Stated exercise - Carry on the Tasmania travel blog entry below, starting after its last sentence.

Page extract -
^^^^^^^^^^^^^^^^

Monday 26 February 2007

AUSTRALIA: Beautiful Tasmania

I'M AT: Tasman Backpackers, Devonport, where I lasted just one match in the pool competition - OK and absolutely teeming with carrot-pickers; Cosy Cabins YHA, spotless and set in the bush, surrounded by wallabies and possums; and Launceston Backpackers, where the seriously wearying sarcasm of the manager failed to take the sparkle off of what was a pretty decent place; a tent on the Freycinet Peninsula; and a hostel in Hobart that I fail to remember...it was pretty forgettable.

I didn't know what to expect of Tasmania as the ferry pulled into Devonport.

^^^^^^^^^^^^^^^^

Data section -
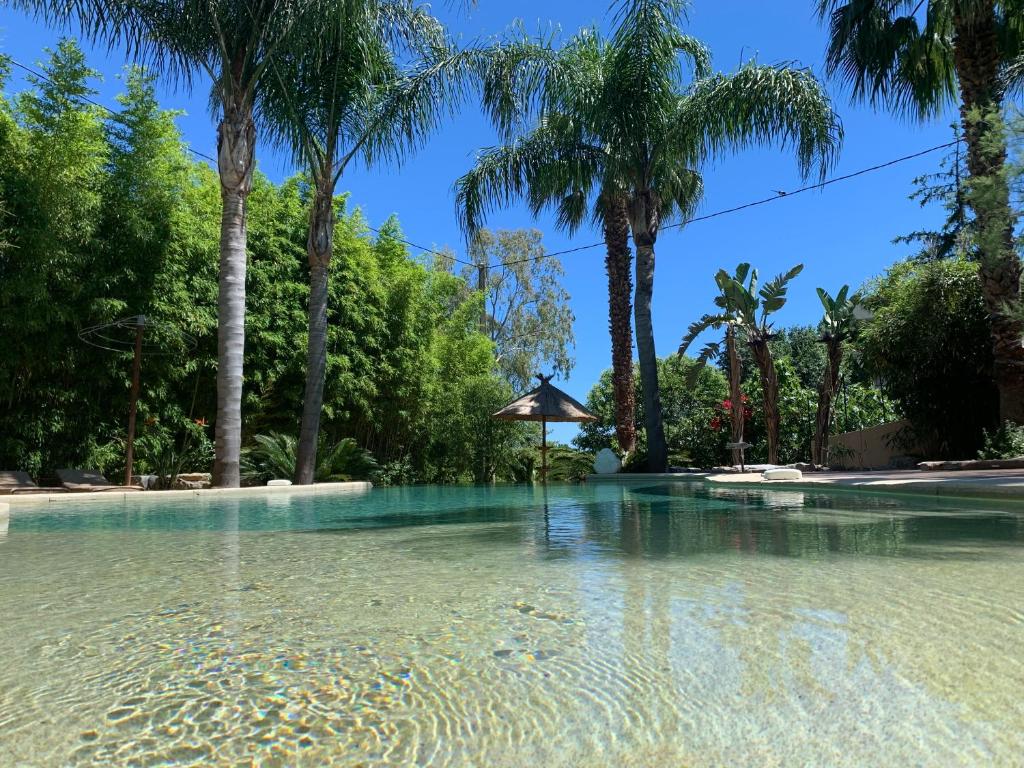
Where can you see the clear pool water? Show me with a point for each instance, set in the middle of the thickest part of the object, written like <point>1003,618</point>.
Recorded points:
<point>642,625</point>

^^^^^^^^^^^^^^^^

Result for this exercise -
It had taken me ten hours by boat to get there from Melbourne. The Spirit of Tasmania II was full of beardy old men and their pencil-thin wives. One of the gents I spoke to had a sick wife, basically an invalid, and he'd come here with friends, leaving her at home to give them both a break from the intense caring. He tucked into his ship-boiled hotdog.

The journey passed uneventfully via a mushy lunch and a couple of nice, fruity Cascade beers - brewed in Tasmania - and then we arrived. From the deck it looked like half the town had turned out to greet us. The next day I figured out it was actually all the tourists in the town that had turned out, for there really is nothing to do in Devonport.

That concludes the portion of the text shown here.